(Referring expression data)
● ● ● ● ● ● ●

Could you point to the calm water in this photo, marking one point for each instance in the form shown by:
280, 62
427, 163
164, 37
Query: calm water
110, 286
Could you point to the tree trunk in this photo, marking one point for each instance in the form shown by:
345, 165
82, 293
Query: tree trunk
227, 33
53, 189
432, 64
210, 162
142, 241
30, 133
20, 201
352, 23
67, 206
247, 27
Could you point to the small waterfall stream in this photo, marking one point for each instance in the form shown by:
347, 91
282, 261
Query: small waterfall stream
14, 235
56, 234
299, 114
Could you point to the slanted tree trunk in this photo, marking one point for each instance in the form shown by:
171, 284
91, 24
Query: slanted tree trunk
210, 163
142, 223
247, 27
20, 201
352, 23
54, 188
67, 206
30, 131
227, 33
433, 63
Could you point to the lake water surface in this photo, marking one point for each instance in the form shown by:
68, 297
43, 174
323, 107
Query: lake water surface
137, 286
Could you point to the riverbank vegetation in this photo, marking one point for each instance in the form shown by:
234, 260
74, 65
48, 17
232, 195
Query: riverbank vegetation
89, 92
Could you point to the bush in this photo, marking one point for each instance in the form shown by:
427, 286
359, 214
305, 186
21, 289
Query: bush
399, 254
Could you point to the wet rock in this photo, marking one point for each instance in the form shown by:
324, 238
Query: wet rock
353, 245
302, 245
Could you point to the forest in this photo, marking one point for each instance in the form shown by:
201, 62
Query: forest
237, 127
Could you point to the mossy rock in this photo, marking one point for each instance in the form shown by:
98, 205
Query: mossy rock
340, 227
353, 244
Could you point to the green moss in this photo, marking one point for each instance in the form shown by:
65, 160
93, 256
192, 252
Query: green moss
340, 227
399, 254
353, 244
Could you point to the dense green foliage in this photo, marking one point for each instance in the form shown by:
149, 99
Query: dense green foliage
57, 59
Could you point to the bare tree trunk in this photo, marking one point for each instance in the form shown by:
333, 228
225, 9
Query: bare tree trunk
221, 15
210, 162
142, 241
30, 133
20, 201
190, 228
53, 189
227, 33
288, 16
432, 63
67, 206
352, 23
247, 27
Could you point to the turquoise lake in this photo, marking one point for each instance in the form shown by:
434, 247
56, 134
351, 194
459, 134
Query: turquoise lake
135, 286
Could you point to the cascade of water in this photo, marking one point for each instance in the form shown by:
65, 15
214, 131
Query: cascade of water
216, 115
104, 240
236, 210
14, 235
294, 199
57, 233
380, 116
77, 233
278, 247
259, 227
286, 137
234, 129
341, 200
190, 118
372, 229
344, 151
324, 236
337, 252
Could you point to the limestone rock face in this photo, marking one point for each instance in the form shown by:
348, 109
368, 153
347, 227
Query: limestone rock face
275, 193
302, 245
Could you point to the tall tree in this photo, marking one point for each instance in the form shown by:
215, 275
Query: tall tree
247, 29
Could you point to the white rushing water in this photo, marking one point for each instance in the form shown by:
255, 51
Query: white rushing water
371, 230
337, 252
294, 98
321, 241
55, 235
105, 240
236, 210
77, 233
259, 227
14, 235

● ● ● ● ● ● ●

# EXERCISE DETAILS:
Your answer must be the complete data, repeated word for word.

# REPLY:
Could you point to the calm water in this photo, marking one point for each instance in the form shown by:
280, 62
427, 163
164, 37
Query: calm water
110, 286
Could you point to the tree trunk in this photo, marking one point for each instance in the form shown by:
345, 165
82, 293
Query: tree trunk
227, 33
53, 189
432, 64
210, 162
142, 241
30, 133
20, 201
352, 23
67, 206
247, 27
Could you point to the small waterfall stream in this photo, marking one point for each instance in the form shown by:
347, 91
282, 261
Query: small waterfall stream
14, 235
56, 234
299, 114
Could you point to the slanted tree trunk in this photo, marking one point for each instance in the form shown by:
171, 284
91, 24
Query: slanted tree trunk
210, 163
142, 223
247, 27
20, 201
352, 23
54, 188
67, 206
30, 131
227, 33
433, 63
Could you point to the lake water surface in this photo, marking one point for each instance in the form shown by:
68, 297
43, 174
323, 107
Query: lake water surface
137, 286
Could you point to the riverbank vegetation in this photo, marking one point for each instance in the form shown by:
234, 260
74, 65
48, 17
232, 195
Query: riverbank vegetation
89, 92
Could you point to the bush in this photo, marking one point for each instance in the form shown by:
427, 286
359, 214
305, 186
21, 289
Query: bush
399, 254
Could you point to the wet rock in this photo, marking one point for each instance in the form shown by:
324, 238
Query: wet rock
353, 245
302, 245
Could you point to the forest in this photo, marking one point for each instance in the form shown by:
201, 62
Query: forest
237, 127
Could you point to the mossy rock in this photo, marking one point for each instance in the form shown by:
98, 205
Query: mossy rock
340, 227
353, 244
Could you point to the green moss in this photo, marking one point for each instance in the form shown by:
65, 160
93, 256
192, 252
Query: green moss
340, 227
399, 254
353, 244
Could you point to the dense green foliage in this photo, marking one point for each instance in the form shown by:
149, 99
Query: dense green foliage
57, 59
Could you point to the bare tree trunk in this photo, marking one point for each instance in the form shown by:
333, 228
225, 9
Query: bare tree trunk
221, 15
210, 162
142, 241
30, 133
20, 201
190, 228
53, 189
227, 33
288, 16
432, 63
67, 206
352, 23
247, 27
Could you point to the turquoise lake in this photo, marking one point for each instance in the form shown by:
434, 247
56, 134
351, 194
459, 134
Query: turquoise lake
135, 286
Could you point to the cascade of water in this photo, marking one point for each instance in the form shown by:
65, 15
214, 131
Query: cascade of water
216, 115
104, 240
236, 210
14, 235
294, 199
57, 233
380, 116
77, 233
278, 247
259, 227
286, 137
234, 129
341, 200
190, 118
372, 229
344, 151
324, 236
337, 252
Could you point to the limestone rock face in this photo, marking one point for each instance in the form shown by:
348, 109
368, 153
347, 227
Query: limestone rock face
275, 193
302, 245
Could you point to the tall tree in this photo, marking one point for each instance in the form shown by:
215, 275
Query: tall tree
247, 29
Could you point to the white rushing water in this photo, marking one point for each instance in the form shown by:
255, 51
Query: white rushing water
371, 230
337, 252
294, 98
321, 241
55, 235
105, 240
236, 210
77, 233
259, 227
14, 235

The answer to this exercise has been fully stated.